* _Written instruction_:
Pull out every line of the items that contains the word "building", treating uppercase and lowercase as different.

(Region annotation entries)

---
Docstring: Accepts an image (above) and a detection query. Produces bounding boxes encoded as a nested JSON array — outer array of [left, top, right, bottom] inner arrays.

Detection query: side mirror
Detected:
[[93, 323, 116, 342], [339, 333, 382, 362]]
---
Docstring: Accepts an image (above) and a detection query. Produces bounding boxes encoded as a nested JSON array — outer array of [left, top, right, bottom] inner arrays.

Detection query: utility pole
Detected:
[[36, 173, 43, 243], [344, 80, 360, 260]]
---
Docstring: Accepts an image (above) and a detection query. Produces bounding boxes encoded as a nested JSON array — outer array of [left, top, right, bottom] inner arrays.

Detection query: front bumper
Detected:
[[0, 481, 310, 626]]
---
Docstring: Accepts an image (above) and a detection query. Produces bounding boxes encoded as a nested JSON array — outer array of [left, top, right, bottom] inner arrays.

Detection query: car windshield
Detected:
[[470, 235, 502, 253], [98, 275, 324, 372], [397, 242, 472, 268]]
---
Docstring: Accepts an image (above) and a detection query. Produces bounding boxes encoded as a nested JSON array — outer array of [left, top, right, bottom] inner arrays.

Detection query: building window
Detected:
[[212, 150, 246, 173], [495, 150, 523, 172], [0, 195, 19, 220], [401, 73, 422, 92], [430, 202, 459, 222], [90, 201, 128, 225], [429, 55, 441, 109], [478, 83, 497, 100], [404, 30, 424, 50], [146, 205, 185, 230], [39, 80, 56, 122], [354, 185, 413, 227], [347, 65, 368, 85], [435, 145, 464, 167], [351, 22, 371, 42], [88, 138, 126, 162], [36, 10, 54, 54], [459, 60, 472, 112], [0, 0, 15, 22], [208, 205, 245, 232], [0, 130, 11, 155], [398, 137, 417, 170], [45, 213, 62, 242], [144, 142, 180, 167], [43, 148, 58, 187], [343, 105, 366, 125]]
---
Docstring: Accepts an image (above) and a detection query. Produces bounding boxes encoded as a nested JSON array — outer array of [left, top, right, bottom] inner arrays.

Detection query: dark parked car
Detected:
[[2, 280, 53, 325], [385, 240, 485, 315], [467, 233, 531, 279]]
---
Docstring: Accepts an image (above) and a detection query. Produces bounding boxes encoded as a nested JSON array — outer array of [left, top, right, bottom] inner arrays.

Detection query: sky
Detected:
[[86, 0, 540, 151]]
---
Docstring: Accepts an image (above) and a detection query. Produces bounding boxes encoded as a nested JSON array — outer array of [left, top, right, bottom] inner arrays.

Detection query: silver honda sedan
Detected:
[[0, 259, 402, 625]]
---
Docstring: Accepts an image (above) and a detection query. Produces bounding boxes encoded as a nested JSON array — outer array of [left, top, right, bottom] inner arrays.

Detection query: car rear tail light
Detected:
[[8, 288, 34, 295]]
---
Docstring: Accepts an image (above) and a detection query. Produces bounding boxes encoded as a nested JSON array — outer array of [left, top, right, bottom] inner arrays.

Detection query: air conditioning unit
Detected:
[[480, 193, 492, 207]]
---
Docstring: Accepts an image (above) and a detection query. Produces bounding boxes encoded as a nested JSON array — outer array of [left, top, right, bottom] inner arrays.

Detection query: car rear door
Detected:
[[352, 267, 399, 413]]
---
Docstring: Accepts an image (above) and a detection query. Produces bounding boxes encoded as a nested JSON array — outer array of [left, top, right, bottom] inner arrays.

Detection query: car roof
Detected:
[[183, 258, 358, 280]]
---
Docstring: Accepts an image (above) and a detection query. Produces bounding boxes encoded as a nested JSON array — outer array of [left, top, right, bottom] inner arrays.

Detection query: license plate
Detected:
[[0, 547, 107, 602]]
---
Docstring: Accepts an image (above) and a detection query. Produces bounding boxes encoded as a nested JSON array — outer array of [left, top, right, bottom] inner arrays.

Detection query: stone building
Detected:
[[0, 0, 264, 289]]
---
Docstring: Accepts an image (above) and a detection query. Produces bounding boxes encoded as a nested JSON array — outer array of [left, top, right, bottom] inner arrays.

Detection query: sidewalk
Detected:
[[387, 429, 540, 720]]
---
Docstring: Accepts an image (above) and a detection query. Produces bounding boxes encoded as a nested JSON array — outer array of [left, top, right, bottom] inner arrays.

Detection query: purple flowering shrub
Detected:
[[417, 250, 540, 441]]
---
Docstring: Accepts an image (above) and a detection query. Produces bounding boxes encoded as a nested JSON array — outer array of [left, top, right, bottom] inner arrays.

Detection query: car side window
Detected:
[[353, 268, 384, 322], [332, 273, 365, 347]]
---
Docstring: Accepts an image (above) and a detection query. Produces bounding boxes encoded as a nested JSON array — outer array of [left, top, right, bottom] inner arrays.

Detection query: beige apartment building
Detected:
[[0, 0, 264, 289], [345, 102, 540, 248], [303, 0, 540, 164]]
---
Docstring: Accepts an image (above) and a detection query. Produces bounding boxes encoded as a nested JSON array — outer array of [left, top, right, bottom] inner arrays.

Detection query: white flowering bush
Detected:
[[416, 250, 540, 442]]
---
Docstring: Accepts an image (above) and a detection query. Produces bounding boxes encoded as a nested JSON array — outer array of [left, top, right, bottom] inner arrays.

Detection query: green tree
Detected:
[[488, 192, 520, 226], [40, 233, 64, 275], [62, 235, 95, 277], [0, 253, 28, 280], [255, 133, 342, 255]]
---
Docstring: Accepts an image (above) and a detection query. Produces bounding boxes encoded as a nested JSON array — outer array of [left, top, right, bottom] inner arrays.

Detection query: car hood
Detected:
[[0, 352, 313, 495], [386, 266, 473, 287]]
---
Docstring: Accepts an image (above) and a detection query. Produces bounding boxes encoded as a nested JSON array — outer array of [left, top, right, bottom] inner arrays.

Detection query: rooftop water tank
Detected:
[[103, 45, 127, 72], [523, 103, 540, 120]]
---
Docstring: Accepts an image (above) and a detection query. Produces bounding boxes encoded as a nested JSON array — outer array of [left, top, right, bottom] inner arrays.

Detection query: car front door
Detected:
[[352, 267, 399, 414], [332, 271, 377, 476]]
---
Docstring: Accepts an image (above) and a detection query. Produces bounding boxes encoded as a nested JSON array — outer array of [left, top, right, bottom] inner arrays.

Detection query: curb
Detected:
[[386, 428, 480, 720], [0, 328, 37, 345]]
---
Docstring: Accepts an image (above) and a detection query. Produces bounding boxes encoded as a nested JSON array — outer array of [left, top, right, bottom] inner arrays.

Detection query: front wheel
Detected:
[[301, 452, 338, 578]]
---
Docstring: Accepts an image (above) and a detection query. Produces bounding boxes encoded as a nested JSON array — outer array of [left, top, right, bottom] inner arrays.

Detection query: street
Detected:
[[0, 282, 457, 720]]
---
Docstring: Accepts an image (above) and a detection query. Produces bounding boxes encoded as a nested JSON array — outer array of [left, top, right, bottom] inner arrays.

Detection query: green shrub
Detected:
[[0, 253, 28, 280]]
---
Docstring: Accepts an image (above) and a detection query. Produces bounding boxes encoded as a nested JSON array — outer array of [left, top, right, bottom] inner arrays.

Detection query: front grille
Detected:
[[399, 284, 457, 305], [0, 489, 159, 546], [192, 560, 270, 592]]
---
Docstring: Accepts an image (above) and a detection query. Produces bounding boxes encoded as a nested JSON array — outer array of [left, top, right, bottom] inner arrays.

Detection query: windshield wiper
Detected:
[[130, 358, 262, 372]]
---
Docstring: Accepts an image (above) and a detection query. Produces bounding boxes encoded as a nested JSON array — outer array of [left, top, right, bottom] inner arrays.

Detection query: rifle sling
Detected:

...

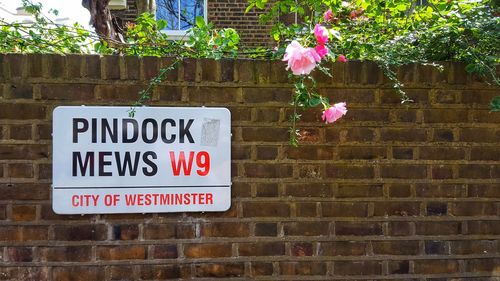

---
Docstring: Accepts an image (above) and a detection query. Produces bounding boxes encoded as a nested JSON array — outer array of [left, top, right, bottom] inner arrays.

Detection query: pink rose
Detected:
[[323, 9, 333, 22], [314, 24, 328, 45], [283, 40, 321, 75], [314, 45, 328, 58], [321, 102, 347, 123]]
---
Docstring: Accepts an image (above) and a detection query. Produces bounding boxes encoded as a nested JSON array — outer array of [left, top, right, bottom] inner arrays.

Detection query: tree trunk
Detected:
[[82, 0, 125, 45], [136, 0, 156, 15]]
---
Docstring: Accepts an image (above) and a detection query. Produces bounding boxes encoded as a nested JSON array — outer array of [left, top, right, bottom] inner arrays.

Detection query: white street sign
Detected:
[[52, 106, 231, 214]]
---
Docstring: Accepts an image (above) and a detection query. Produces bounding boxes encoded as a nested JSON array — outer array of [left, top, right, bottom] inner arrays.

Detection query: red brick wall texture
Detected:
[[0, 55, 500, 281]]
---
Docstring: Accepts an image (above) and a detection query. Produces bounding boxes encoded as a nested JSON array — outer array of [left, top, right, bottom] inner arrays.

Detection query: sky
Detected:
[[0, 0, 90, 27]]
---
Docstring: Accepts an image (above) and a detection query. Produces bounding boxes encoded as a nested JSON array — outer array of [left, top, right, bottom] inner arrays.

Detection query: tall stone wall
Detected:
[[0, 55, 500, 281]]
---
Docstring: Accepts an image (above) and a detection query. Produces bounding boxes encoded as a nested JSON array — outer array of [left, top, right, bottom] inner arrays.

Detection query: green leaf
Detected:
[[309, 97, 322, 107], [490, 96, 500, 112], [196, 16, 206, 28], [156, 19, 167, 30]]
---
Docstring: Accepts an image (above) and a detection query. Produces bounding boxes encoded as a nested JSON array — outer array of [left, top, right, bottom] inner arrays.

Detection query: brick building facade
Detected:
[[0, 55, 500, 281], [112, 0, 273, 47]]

* * *

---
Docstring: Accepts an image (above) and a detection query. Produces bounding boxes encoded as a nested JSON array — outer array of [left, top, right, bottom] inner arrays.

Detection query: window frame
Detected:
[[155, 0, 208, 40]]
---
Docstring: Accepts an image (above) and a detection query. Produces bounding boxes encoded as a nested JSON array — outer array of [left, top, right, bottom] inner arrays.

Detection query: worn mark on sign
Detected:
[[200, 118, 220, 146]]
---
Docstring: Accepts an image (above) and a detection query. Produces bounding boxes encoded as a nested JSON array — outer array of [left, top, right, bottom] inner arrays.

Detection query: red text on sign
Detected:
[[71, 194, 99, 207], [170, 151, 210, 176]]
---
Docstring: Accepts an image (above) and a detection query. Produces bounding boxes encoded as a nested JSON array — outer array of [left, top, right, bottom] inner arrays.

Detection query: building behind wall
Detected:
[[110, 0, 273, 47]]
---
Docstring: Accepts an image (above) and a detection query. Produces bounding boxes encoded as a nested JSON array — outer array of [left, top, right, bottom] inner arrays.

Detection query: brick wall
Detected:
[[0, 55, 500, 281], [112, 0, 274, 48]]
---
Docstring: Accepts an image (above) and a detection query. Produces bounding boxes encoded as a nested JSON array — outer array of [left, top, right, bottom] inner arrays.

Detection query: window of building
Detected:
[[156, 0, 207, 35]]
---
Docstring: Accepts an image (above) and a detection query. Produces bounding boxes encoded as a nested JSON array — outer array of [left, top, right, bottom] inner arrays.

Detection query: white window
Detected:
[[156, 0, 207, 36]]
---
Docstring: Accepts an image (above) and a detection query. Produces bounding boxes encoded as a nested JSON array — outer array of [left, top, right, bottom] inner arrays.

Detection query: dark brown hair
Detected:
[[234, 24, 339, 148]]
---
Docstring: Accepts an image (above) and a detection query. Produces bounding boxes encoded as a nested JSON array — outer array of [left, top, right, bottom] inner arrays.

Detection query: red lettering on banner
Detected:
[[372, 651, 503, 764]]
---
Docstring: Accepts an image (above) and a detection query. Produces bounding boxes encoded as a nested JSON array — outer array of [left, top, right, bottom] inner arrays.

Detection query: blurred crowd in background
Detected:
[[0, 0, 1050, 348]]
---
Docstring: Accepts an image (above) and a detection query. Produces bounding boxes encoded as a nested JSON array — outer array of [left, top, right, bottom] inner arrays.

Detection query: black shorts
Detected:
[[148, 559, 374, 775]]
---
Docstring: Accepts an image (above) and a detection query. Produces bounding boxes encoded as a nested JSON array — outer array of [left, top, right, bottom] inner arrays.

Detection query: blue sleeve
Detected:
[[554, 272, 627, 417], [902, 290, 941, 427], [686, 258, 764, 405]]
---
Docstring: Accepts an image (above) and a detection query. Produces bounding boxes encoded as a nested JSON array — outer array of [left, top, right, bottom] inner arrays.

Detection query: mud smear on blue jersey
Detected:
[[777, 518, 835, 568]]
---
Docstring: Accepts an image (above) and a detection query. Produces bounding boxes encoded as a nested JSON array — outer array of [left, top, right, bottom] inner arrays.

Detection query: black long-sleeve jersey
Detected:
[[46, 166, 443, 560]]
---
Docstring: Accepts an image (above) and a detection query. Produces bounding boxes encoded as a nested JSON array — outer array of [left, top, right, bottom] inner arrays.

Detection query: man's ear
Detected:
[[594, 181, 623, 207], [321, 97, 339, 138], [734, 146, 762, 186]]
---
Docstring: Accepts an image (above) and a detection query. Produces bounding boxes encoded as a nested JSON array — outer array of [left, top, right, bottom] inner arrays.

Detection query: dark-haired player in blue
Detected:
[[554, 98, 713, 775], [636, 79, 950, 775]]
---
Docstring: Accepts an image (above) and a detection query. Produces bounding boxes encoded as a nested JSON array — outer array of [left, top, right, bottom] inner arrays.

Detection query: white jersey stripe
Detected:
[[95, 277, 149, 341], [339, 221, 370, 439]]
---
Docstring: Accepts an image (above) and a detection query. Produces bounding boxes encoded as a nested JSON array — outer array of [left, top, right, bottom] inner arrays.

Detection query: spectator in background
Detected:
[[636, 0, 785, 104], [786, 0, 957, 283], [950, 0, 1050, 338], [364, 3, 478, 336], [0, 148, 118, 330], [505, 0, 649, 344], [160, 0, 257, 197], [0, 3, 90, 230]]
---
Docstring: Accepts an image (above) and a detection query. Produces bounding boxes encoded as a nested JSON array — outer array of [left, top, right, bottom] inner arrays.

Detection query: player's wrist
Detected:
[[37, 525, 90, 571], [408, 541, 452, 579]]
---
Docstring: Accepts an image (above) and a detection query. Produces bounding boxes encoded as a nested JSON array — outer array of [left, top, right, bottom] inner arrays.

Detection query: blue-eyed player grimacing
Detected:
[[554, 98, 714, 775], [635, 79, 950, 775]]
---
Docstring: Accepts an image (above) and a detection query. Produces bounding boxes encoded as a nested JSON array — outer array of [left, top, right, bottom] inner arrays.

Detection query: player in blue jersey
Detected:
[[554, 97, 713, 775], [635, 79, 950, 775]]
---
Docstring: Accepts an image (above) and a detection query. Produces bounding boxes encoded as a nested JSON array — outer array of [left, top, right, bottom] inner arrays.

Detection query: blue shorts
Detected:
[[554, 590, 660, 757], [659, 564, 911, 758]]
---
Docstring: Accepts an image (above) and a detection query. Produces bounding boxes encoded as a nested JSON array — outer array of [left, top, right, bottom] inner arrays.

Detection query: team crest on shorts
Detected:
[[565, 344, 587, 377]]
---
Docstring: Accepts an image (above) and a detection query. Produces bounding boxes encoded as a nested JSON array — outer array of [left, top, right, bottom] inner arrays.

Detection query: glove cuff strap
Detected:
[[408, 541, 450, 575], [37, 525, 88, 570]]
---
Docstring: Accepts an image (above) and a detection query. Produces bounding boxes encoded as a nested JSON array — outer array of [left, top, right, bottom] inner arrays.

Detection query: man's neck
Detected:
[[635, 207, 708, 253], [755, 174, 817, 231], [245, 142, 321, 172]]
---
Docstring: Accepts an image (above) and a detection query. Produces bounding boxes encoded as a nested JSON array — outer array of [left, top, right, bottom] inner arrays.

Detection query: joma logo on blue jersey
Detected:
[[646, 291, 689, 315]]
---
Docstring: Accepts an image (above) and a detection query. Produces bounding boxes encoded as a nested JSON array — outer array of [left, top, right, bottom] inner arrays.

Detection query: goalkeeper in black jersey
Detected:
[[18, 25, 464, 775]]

* _Worked answer_:
Detection query: building window
Detection query: stone building
Detection query: beige apartment building
Detection query: brick building facade
Detection query: building behind wall
Detection query: window of building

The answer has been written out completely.